:: KUTIPAN SUMBER ::

Langkah politik Nabi Muhammad untuk mencari dukungan dari penduduk
Yatsrib pertama kali nampak pada peristiwa Ikrar Aqabah, peristiwa tersebut
menandai akan adanya kebebasan menyebarkan agama Islam sehingga secara otomatis akan berdampak
pada kekuatan Islam. Hal itu bisa kita lihat dari sikap kaum kafir Qurasy yang
terus-menerus menyelidiki para pengikut Ikrar Aqabah untuk diperlakukan secara
tidak manusiawi. Peristiwa itu terjadi karena kehawatiran kaum Qurasy akan
munculnya kekuatan baru pada tubuh umat Islam sehingga akan mengganggu
eksistensi kekuasaan kaum kafir Qurasy.
Setelah peristiwa Ikrar Aqabah, Nabi Muhammad kembali memikirkan
langkah politik selanjutnya dengan mengizinkan para pengikutnya melakukan
hijrah ke kota Yatsrib. Sementara Nabi Muhammad masih memilih berdomisi di Kota
Makkah mencari masa-masa tenang sekaligus menunggu perintah dari Allah Swt.

:::

» DAFTAR TUGAS
• A. Tuliskan kembali baris-baris catatan tanpa perubahan, mulai dari awal catatan dan berakhir pada baris yang memuat "point(68, 531)", dengan kedua ujungnya disertakan.
• B. Tolong lanjutkan kutipan tentang Ikrar Aqabah dan hijrah ke Yatsrib di atas, dimulai setelah kalimat terakhirnya.
Catatan-catatan ini sama sekali tidak berkaitan dengan kutipan di atas.

:: DATA MENTAH ::

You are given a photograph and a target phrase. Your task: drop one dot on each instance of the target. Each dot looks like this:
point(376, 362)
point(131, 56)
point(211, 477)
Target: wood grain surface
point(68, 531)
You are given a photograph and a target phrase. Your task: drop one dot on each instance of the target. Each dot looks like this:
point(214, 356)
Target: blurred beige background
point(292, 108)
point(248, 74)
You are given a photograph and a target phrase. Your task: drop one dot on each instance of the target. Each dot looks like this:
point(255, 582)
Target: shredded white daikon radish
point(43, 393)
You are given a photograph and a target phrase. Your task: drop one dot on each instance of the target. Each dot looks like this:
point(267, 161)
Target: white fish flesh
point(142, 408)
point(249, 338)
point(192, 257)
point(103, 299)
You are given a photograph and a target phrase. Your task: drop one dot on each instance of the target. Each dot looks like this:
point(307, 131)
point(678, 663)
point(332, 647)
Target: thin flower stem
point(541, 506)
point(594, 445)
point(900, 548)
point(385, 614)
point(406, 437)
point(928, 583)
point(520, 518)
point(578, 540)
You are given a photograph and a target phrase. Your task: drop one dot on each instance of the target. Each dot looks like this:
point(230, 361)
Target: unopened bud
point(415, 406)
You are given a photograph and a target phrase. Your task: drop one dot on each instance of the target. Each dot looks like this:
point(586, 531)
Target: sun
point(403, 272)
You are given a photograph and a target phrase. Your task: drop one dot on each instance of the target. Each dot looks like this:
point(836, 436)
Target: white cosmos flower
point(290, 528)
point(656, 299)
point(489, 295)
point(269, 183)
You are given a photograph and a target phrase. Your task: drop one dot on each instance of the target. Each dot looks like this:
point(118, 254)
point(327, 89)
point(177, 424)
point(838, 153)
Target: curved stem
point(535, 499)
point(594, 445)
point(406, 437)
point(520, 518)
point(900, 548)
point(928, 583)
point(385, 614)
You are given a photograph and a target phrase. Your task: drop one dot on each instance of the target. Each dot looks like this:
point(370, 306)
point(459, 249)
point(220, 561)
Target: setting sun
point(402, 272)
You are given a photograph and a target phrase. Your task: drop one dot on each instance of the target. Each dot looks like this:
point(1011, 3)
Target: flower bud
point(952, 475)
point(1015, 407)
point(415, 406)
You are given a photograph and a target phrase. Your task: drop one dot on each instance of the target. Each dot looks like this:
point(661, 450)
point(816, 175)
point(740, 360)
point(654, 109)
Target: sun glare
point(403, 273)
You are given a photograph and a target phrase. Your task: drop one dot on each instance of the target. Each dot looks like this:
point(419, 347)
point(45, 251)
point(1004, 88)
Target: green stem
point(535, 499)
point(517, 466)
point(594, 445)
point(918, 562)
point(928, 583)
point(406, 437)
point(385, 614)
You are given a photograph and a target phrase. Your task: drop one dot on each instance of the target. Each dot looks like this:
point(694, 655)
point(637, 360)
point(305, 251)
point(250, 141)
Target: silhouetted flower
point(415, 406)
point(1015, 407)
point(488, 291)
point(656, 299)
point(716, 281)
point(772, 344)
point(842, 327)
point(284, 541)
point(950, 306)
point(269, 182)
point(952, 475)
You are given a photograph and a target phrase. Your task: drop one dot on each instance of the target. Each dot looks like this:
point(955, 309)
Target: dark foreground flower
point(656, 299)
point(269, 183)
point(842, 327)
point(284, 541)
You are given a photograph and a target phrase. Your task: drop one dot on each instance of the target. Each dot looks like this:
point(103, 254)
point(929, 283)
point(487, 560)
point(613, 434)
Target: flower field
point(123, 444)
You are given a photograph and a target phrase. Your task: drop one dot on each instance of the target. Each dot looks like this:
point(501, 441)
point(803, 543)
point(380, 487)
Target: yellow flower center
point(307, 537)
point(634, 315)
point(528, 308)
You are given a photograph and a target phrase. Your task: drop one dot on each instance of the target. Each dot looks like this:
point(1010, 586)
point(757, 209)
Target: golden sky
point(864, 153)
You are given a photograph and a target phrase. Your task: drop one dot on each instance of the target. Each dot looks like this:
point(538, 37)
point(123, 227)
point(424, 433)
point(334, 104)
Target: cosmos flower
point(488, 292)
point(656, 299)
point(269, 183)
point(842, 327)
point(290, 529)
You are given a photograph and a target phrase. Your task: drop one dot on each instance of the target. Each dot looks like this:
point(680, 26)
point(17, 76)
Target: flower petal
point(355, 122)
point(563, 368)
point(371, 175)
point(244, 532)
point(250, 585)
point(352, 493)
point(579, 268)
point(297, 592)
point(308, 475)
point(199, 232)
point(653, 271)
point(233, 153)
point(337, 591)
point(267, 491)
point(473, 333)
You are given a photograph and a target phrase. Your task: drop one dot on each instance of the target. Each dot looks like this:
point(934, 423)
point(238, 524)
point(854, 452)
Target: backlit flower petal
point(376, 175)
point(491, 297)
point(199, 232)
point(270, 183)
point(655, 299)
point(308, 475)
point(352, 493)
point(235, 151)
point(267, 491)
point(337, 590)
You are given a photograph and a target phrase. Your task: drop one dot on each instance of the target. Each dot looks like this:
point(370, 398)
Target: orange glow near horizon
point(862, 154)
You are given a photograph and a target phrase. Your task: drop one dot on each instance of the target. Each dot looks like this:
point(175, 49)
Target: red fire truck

:::

» JAWABAN
• A.
You are given a photograph and a target phrase. Your task: drop one dot on each instance of the target. Each dot looks like this:
point(376, 362)
point(131, 56)
point(211, 477)
Target: wood grain surface
point(68, 531)

• B.
Pakar berpendapat bahwa gerakan politik yang dilakukan oleh Nabi
Muhammad merupakan langkah yang cerdas dan penuh dengan perhitungan. Hal itu
terbukti dengan adanya keberhasilan Nabi Muhammad dan para pengikutnya dalam
melakukan perintah hijrah.
Para peneliti sejarah politik ada yang mengkategorikan bahwa corak
politik yang diterapkan oleh nabi Muhammad adalah bercorak teo-demokratis,
yaitu suatu pola pemerintahan yang dalam setiap menyelesaikan persoalan
terlebih dahulu melakukan musyawarah baru kemudian menunggu ketetapan dari tuhan
Kehidupan Yatsrib (kemudian terkenal dengan sebutan Madinah) pada
masa Nabi Muhammad menjadi batu pijakan utama dalam mencatat sejarah
perpolitikan umat Islam. Para pakar sejarah berpendapat bahwa politik Islam
dalam konteks negara, pertama kali muncul dan berkembang di Madinah.
Perpolitikan Islam di Madiah terbentuk secara prural dengan
kolaborasi dari berbagai kalangan dan aliran, antara umat Islam, kaum Yahudi,
para penyembah berhala (kabilah Aus dan Khazraj). Secara garis besar, suasana
politik pada waktu itu dipengarui oleh dua imperium besar yaitu Romawi dan
Persia.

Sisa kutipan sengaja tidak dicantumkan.